Your objective:
Set down, word for word, the stretch of lines from the one containing "Look at the photo above. For every instance of the brown" to the end of the records below.

Stored records:
====================

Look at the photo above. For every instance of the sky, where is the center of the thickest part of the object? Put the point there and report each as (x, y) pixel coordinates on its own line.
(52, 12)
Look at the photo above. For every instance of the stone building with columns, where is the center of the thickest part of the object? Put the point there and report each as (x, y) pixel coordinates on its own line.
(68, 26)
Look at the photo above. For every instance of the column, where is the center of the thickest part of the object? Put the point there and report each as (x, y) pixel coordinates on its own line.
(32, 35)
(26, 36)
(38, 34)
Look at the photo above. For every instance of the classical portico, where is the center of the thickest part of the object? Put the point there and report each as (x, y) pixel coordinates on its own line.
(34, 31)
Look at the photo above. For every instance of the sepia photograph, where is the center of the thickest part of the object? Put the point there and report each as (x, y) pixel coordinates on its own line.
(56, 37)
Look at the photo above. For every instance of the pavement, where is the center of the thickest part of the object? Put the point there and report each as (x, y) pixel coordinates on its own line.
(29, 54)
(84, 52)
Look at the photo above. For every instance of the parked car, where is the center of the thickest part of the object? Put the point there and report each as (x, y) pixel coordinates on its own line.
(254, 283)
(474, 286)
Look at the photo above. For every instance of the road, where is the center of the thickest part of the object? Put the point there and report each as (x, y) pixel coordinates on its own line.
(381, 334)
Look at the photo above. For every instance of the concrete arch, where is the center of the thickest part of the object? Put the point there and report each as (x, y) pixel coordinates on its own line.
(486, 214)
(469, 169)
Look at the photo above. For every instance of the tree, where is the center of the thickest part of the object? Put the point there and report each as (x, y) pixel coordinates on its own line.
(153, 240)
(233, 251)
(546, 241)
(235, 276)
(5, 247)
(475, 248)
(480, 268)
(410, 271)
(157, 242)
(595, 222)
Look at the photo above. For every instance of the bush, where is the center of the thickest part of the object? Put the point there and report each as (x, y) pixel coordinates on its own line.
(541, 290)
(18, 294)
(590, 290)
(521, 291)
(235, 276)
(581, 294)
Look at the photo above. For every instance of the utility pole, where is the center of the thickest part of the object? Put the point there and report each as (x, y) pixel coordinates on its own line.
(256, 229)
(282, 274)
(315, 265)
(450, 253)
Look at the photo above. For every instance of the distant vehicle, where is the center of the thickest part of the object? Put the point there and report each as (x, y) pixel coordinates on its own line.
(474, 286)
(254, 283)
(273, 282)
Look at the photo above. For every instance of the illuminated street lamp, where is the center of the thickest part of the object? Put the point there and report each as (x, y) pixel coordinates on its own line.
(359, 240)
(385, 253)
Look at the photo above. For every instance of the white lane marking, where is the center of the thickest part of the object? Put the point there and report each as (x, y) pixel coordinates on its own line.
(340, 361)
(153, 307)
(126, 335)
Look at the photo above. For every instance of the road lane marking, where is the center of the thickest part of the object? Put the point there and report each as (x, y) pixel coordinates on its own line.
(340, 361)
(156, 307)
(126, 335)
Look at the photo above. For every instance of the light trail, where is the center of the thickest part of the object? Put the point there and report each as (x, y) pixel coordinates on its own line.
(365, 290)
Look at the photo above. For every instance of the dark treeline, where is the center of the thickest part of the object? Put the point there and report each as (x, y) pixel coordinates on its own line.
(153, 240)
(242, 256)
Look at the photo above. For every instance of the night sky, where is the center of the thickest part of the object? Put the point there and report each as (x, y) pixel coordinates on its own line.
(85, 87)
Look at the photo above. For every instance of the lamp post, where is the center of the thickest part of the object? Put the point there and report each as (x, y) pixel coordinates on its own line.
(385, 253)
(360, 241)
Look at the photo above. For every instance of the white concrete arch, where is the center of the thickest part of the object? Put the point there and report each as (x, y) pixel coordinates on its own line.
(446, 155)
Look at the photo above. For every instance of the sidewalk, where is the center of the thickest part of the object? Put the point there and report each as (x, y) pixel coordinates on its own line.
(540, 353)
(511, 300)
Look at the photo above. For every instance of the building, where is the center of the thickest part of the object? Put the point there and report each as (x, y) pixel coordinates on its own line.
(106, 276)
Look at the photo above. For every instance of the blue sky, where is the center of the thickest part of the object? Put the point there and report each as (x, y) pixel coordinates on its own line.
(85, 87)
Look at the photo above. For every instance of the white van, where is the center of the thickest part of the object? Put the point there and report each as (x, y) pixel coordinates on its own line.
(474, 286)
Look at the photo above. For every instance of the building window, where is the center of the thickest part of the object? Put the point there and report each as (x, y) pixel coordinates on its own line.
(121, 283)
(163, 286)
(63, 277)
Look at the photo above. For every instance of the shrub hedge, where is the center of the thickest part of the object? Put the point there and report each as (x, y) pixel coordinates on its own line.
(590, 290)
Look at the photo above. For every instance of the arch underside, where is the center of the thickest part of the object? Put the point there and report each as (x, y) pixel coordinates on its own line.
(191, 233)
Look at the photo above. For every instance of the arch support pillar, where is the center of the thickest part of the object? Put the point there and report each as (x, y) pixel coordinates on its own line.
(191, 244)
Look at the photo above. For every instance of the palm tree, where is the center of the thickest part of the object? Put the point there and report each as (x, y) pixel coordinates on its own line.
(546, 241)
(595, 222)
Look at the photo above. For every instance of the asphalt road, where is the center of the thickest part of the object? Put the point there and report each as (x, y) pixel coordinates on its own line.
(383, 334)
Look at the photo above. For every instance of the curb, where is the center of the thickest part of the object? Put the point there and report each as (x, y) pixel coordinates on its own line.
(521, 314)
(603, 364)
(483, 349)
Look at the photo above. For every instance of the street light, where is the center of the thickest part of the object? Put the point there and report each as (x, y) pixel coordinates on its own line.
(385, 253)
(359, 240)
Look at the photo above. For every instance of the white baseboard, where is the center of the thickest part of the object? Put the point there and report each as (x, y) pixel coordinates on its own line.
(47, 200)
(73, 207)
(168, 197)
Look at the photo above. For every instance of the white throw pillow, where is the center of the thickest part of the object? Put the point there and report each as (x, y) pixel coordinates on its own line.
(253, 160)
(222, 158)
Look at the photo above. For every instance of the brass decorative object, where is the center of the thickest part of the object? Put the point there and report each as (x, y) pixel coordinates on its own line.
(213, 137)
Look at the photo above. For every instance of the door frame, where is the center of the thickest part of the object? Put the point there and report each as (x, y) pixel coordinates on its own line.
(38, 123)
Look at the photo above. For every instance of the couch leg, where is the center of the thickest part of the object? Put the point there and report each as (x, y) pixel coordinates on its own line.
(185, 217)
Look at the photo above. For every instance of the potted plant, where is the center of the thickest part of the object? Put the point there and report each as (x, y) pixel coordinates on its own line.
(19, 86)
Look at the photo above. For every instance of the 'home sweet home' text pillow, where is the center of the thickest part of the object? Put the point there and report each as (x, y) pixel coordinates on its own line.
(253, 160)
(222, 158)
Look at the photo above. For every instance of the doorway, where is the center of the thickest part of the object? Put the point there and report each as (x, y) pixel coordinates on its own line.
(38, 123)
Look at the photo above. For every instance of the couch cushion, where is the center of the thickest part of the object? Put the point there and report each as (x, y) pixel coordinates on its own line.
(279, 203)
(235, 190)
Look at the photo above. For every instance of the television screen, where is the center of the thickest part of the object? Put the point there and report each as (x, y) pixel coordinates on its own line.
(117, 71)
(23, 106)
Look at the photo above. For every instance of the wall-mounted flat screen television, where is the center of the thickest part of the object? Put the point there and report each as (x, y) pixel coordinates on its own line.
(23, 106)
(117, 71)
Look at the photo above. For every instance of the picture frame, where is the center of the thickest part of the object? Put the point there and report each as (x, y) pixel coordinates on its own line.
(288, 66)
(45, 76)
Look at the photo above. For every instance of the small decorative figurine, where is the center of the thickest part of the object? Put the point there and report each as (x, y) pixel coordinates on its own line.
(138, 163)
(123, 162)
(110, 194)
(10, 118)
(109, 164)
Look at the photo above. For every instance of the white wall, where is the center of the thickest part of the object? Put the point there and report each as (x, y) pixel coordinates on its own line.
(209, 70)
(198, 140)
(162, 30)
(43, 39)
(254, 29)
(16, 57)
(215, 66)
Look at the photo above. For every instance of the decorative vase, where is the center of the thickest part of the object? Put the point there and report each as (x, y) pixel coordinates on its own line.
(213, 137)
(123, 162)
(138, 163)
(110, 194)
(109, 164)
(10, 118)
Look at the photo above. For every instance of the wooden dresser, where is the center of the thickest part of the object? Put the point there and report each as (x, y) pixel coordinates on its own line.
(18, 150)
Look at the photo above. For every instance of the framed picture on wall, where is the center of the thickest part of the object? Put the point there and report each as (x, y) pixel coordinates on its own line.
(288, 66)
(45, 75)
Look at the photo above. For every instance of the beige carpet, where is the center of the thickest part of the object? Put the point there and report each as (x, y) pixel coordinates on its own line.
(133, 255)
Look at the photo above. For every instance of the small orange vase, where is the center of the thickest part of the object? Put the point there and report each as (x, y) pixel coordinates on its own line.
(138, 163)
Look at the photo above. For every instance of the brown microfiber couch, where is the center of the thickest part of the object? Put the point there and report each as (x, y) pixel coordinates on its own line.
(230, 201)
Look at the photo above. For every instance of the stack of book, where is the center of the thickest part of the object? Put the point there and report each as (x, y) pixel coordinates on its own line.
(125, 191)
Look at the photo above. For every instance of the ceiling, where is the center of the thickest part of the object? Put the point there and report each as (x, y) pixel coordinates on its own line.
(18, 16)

====================

Reply to the exercise:
Look at the photo above. For every instance of the brown microfiber couch, where is the center of the thickest part of the object? Put the point there and report each as (x, y) pixel coordinates on its own line.
(230, 201)
Look at the photo above. For every instance of the stack of book, where is the center of the thickest part of the object? Put the point there and report each as (x, y) pixel coordinates on its own line.
(125, 191)
Look at the photo above. For every instance of the ceiling, where is the center of the thickest part of the object? Put the point there and report each as (x, y) pixel coordinates on its own line.
(18, 16)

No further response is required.